INSTRUCTIONS TO FOLLOW: Which lines in the records below contain the word "surface"? Locate each one and copy it out.

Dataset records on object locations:

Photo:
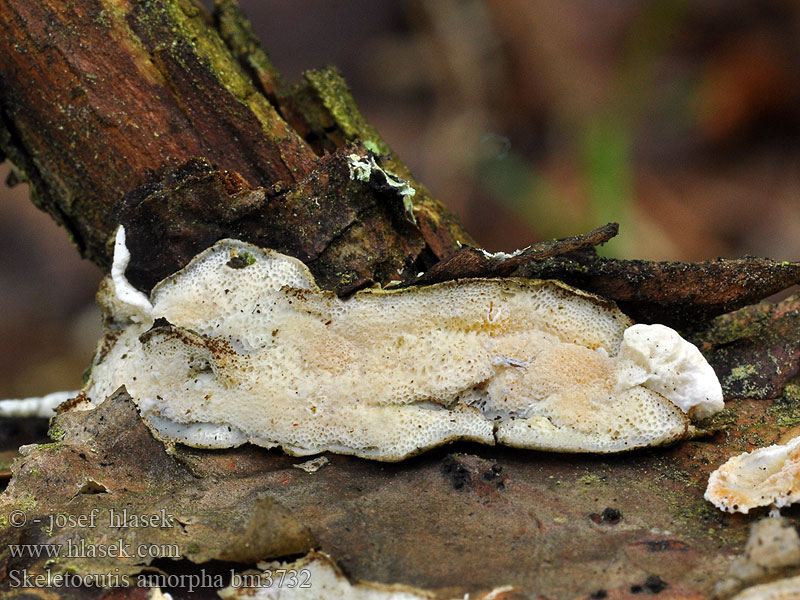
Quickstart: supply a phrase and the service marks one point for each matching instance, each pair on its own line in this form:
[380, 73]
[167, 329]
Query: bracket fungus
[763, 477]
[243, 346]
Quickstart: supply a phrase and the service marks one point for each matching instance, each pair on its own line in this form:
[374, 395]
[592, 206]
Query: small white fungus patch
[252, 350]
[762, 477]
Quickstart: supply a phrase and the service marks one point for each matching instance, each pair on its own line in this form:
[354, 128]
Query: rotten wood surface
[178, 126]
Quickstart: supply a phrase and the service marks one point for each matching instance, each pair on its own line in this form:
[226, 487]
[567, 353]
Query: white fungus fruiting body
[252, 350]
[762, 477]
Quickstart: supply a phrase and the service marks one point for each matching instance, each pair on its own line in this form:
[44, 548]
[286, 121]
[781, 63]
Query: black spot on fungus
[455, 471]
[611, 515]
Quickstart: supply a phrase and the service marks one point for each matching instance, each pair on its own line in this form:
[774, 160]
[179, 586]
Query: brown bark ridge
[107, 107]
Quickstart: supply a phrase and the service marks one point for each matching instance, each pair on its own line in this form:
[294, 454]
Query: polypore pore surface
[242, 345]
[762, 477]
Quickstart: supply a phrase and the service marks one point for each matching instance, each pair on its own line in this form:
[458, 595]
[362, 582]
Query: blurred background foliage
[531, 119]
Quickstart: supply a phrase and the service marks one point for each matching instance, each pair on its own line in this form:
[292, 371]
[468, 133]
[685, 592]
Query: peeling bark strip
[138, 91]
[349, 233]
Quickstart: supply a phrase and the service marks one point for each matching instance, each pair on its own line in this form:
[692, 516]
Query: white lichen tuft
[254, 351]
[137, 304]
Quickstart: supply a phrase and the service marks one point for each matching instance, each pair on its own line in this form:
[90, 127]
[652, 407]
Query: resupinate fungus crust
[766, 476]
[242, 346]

RESULT OF THIS EXERCISE:
Query: rotten wood surface
Query: polypore pore surface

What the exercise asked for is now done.